╭─ Page excerpt
For each genome sample, the analysis pipeline performs a thorough annotation of the sequence, outputting aligned sequence reads, a VCF variation file, as well as annotated variations and sequence coverage data in a genomic ordered relational (GOR) file format.
The CSM provides four major categories of reports: 1) Sequencing quality, 2) candidate genes, 3) all known variations, 4) putative pathogenic variants. Before a suspected pathogenic mutation is used for patient diagnosis, the clinical and bioinformatics team members can review and interrogate the raw sequence read data, retrieved using a synchronized Java Webstart genome browser. Another feature of the CSM is the ability to add textual comments and/or labels from a menu for any interesting variants. From here, a customizable summary report is printed. DeCODE says the CSM was designed to “support collaborative workflows, allowing physicians with only moderate skills in genetics to investigate patients in collaboration with experts.”
╰─
╭─ Listed entries
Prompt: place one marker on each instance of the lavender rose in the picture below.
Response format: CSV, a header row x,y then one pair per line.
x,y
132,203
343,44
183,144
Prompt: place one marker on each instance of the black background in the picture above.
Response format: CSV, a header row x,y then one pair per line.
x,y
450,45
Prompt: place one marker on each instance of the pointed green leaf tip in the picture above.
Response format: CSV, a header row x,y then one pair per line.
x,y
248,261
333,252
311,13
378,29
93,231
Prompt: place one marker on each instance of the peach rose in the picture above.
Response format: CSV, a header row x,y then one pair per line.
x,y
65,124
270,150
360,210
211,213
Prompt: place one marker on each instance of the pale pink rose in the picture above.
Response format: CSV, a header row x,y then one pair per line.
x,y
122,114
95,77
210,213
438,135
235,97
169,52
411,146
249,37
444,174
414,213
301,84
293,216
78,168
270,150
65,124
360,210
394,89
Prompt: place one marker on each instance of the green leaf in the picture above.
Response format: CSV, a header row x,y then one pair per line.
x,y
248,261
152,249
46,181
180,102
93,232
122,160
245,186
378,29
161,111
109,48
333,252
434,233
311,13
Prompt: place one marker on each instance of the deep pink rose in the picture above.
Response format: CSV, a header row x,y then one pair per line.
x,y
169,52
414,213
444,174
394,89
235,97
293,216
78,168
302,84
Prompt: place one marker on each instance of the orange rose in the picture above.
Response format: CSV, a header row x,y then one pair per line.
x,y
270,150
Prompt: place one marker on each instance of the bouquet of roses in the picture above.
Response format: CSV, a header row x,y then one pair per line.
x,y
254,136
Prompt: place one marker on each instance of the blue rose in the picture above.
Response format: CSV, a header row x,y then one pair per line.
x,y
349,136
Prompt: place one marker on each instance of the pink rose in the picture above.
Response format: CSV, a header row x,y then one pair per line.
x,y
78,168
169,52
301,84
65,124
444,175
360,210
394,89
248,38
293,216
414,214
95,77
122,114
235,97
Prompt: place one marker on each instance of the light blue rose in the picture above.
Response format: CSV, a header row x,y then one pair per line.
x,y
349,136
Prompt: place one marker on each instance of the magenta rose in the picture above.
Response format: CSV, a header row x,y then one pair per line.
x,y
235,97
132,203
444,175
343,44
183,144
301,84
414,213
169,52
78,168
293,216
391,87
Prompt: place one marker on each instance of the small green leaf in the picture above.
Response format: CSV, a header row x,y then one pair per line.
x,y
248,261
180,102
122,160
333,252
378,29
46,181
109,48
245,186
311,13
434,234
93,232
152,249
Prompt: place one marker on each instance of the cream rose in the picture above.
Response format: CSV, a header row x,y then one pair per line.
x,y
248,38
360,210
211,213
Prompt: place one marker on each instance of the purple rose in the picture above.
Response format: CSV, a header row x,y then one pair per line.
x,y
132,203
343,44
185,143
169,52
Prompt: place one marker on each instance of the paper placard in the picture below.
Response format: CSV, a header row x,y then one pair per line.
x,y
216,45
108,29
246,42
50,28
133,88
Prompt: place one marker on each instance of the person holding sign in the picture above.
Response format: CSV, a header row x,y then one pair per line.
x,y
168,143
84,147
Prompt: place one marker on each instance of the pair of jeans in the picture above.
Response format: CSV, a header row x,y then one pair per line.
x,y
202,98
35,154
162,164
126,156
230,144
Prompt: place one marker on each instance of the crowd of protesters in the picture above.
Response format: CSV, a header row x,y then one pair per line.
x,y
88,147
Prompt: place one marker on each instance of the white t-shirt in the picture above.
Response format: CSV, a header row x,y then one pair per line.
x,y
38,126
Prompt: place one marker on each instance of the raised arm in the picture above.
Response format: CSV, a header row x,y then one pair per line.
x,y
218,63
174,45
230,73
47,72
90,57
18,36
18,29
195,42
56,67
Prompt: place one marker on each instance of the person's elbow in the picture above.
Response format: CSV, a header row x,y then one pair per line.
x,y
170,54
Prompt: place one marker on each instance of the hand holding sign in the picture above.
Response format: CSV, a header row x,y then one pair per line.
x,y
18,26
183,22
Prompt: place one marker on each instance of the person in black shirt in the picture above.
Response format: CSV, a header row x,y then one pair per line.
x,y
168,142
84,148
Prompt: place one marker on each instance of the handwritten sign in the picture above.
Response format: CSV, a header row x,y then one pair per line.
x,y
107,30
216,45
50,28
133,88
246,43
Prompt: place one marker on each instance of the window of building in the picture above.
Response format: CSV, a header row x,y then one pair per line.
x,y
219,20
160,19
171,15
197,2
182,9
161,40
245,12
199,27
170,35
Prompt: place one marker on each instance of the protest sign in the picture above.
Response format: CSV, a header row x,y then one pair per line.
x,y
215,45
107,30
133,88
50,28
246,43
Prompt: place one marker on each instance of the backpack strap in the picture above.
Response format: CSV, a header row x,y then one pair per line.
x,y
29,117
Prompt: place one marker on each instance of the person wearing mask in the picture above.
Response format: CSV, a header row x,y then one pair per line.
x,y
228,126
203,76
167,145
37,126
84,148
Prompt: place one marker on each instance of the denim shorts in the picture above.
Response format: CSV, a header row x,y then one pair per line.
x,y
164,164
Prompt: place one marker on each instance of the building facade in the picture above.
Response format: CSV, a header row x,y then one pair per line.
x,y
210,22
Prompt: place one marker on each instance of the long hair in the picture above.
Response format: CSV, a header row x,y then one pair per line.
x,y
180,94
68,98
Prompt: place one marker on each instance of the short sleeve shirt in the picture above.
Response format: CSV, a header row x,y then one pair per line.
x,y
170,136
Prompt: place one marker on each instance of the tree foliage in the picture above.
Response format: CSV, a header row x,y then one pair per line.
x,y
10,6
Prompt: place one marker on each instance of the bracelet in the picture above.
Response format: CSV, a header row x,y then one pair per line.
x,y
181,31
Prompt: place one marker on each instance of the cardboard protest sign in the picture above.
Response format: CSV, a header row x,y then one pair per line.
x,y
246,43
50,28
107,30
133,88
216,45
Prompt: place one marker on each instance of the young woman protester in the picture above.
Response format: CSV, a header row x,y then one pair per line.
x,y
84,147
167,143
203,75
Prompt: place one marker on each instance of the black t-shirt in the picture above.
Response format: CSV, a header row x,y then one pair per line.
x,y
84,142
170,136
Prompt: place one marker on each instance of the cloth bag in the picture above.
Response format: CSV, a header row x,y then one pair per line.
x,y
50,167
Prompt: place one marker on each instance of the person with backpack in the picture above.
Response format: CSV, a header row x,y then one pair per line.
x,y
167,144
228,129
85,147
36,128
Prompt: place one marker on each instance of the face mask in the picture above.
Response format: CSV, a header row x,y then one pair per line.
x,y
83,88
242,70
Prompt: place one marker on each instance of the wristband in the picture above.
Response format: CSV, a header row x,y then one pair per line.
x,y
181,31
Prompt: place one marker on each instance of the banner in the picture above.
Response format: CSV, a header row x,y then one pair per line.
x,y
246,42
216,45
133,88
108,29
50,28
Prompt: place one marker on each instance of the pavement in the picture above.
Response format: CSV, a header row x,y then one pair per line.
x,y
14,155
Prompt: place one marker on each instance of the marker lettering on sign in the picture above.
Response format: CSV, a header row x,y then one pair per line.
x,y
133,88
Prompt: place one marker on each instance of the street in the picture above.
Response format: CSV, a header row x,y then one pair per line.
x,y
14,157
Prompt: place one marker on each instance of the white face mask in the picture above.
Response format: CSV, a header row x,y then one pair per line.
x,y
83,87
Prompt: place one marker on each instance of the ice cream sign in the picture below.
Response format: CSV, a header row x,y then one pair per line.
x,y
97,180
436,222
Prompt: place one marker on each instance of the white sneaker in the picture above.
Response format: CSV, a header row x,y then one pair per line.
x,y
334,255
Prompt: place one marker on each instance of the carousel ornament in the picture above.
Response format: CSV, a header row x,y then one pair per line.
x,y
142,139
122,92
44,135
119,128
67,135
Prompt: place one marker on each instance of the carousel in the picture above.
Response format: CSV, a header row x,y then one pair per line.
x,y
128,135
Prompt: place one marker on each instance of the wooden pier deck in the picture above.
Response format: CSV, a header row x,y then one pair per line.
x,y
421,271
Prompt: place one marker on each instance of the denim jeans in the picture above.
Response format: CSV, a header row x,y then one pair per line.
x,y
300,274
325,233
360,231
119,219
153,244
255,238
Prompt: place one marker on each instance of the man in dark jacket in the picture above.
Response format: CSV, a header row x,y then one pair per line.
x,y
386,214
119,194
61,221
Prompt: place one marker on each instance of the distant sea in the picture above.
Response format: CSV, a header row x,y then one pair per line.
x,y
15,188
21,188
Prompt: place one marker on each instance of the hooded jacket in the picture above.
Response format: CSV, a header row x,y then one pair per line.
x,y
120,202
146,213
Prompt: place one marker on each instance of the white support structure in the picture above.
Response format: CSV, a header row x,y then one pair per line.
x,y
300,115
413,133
╰─
◆ **Task instructions**
1) Answer each question using the CSM excerpt:
(a) In what file format are the annotated variations and sequence coverage data output?
(b) How many major categories of reports does the CSM provide?
(c) What tool is used to retrieve the raw sequence read data?
2) Transcribe the part of the CSM excerpt that opens with the words "For each genome" and closes with "(GOR) file format.".
The listing is unrelated to the CSM excerpt.

◆ **Results in order**
1)
(a) A genomic ordered relational (GOR) file format.
(b) Four.
(c) A synchronized Java Webstart genome browser.

2)
For each genome sample, the analysis pipeline performs a thorough annotation of the sequence, outputting aligned sequence reads, a VCF variation file, as well as annotated variations and sequence coverage data in a genomic ordered relational (GOR) file format.